(Data entries)
###
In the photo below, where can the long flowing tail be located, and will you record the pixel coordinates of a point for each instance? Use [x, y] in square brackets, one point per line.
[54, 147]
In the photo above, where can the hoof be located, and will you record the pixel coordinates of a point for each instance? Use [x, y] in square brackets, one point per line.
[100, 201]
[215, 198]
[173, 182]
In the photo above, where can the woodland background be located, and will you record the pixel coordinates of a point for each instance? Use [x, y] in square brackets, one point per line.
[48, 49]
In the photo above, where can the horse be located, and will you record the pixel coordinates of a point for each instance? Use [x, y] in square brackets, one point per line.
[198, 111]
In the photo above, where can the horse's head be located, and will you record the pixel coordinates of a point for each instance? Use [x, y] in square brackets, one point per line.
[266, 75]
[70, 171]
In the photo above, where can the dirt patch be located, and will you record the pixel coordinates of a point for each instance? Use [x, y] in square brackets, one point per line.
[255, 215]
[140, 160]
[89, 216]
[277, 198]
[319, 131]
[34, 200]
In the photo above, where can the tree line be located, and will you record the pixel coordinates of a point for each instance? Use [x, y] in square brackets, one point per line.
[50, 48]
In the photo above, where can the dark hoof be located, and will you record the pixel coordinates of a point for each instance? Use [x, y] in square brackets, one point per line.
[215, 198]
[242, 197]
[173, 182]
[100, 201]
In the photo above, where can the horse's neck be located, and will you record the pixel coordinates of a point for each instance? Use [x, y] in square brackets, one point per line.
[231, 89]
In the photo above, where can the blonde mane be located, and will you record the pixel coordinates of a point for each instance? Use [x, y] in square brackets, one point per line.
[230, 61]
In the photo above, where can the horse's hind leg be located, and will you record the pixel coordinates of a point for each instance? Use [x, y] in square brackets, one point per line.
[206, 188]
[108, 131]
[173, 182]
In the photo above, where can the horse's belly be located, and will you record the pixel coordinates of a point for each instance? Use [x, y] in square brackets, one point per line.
###
▶ **What needs to be done**
Switch "hind leg" to "rear leg" in everything from the line containing "In the photo above, where can the horse's hind" down to the end of the records, and write those lines out again with nothing else changed.

▶ **Solution to this exercise**
In the photo above, where can the horse's rear leg be located, and will you record the pixel coordinates of a point for each instance? Use [x, y] in square brackets, one point per line.
[206, 188]
[108, 131]
[173, 182]
In the photo above, where can the horse's belly be located, and will you record the pixel coordinates of a point for each instance? Use [x, y] in square brackets, one point per line.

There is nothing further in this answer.